Data source items >>
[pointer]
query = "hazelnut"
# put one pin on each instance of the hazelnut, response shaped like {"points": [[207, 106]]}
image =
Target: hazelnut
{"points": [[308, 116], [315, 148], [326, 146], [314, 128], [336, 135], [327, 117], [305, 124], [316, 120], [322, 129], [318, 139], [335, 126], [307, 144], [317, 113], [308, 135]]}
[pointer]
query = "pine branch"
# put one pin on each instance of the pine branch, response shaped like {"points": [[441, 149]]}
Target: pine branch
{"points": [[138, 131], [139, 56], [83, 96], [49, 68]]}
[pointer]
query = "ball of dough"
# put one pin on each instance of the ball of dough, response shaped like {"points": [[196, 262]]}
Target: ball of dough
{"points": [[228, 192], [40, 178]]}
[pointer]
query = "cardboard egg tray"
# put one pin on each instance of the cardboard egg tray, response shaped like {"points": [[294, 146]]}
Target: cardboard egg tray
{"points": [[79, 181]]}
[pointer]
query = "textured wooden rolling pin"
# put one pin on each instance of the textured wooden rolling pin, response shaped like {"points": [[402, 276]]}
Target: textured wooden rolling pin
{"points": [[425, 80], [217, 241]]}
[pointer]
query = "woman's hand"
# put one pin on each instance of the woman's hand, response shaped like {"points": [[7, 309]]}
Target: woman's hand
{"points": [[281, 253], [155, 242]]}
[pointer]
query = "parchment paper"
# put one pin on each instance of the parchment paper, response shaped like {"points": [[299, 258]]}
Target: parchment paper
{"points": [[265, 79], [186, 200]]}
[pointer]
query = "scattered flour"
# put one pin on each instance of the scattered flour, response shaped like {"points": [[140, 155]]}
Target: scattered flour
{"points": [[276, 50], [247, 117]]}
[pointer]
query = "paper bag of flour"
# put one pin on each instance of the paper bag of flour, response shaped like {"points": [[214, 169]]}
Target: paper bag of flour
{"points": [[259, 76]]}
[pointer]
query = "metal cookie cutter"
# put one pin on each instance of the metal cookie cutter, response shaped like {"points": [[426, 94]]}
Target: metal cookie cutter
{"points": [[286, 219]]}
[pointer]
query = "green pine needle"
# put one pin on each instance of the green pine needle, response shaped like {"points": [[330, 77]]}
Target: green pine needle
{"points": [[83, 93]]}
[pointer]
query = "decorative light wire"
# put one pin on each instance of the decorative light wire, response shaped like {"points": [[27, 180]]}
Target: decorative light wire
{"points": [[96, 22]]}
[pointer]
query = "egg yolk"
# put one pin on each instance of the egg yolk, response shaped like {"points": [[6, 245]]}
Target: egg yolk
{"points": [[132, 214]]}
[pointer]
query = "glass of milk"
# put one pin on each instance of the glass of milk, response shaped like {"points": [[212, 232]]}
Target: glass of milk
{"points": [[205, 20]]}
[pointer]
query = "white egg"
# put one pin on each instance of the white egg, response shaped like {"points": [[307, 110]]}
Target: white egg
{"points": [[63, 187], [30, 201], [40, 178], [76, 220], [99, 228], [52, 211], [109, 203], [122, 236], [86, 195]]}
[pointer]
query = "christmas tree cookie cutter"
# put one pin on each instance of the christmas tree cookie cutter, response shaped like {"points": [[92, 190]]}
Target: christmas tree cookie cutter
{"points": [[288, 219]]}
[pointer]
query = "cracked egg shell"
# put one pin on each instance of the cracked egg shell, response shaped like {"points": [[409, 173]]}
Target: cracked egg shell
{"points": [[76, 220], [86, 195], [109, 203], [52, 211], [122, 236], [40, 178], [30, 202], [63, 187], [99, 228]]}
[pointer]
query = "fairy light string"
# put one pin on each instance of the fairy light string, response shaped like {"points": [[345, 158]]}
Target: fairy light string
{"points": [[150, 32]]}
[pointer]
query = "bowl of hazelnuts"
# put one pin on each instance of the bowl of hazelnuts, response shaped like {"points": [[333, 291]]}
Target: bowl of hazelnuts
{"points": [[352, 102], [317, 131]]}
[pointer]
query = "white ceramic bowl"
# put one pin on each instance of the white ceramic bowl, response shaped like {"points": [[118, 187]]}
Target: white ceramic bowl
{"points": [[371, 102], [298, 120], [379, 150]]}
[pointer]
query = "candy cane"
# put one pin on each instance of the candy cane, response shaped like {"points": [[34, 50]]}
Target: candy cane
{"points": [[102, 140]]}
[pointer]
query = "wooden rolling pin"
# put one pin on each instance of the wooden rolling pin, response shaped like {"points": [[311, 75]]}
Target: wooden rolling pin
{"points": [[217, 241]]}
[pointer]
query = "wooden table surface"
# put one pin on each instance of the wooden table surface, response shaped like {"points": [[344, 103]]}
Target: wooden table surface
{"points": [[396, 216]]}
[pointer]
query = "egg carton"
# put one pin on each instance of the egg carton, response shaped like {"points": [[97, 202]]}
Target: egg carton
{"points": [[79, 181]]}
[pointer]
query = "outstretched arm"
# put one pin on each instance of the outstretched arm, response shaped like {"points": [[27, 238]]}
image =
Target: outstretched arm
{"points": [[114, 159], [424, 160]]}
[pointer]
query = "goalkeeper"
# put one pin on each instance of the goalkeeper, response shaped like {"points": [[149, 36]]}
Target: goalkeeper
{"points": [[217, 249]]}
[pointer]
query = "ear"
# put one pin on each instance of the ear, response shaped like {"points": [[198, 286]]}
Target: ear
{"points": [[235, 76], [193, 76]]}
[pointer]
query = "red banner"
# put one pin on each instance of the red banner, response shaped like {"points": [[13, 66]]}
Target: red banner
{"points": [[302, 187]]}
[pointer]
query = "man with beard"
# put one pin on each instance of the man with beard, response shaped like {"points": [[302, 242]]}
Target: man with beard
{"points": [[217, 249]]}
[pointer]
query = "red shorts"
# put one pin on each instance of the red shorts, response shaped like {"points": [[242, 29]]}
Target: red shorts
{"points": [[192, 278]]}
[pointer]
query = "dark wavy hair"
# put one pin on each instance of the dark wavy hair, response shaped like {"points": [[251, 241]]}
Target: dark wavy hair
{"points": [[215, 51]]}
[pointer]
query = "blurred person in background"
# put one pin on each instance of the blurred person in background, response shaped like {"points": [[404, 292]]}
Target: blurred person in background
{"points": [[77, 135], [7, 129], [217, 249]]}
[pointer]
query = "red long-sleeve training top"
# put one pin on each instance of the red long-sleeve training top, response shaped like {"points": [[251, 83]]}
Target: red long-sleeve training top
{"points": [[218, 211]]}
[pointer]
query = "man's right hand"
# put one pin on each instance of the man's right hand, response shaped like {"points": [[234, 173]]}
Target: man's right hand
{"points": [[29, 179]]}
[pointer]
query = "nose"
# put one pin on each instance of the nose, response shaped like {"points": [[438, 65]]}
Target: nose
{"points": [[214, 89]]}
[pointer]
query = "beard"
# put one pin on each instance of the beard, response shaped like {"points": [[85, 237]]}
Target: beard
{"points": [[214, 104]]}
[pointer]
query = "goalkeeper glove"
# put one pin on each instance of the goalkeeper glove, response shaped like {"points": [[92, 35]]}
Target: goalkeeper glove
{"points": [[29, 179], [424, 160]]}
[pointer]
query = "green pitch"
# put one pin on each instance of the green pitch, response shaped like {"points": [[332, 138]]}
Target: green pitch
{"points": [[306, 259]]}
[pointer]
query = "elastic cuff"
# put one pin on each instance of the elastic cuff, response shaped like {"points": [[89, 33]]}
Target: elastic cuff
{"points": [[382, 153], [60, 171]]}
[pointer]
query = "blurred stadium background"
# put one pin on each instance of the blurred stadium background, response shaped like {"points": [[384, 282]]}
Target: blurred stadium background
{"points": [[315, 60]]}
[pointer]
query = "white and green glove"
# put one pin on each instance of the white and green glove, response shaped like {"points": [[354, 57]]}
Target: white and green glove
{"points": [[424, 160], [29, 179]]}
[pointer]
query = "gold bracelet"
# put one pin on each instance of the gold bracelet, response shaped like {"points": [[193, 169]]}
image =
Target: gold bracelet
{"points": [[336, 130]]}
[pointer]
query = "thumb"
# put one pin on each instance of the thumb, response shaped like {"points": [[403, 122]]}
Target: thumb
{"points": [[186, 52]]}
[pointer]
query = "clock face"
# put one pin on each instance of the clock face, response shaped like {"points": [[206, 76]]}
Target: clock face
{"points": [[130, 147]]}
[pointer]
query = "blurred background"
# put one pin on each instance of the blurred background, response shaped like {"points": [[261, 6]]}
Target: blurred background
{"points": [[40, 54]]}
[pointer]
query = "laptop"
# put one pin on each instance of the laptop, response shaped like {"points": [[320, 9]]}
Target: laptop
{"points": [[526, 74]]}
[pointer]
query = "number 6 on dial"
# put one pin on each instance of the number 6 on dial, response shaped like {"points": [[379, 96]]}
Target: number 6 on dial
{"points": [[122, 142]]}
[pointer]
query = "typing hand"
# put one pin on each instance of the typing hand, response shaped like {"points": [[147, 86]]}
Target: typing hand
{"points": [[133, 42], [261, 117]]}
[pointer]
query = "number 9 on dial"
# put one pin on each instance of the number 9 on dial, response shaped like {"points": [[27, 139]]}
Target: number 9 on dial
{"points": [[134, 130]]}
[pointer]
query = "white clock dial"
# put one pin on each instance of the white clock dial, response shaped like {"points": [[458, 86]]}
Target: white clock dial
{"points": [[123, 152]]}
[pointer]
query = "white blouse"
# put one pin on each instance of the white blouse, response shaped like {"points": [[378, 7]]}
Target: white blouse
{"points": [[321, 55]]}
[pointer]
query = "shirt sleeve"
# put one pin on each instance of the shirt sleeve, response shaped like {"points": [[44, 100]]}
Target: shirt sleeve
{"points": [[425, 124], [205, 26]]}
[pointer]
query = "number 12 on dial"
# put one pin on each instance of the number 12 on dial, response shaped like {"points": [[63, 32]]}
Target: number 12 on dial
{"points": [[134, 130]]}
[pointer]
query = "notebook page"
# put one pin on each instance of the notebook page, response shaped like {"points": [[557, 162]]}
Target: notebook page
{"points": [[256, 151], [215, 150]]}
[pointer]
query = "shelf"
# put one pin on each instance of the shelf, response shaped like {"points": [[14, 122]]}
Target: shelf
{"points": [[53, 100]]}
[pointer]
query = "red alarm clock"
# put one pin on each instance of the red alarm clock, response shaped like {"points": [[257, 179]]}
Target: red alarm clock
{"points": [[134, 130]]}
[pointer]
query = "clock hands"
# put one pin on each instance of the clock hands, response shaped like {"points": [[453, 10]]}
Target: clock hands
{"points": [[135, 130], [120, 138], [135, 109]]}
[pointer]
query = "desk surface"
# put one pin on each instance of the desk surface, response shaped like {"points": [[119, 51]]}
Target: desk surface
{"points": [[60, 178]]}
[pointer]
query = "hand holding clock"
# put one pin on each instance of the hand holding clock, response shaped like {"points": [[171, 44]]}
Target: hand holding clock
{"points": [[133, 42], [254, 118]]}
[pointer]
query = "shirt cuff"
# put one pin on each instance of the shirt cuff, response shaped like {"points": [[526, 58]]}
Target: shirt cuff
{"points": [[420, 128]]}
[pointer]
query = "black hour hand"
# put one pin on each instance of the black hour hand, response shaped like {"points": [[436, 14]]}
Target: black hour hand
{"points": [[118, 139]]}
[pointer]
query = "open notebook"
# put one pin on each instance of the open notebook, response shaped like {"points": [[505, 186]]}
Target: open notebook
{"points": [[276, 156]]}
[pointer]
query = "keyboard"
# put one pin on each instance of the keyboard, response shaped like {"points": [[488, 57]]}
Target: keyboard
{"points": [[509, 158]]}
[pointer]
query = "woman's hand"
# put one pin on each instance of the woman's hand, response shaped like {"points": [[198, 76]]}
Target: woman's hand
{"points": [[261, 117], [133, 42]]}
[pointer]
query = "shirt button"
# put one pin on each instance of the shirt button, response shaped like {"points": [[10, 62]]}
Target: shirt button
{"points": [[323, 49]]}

Goal >> Count the lines in the listing above that contain the string "stadium", treating uppercase and lowercase as different. Give only the number.

Full answer >> 3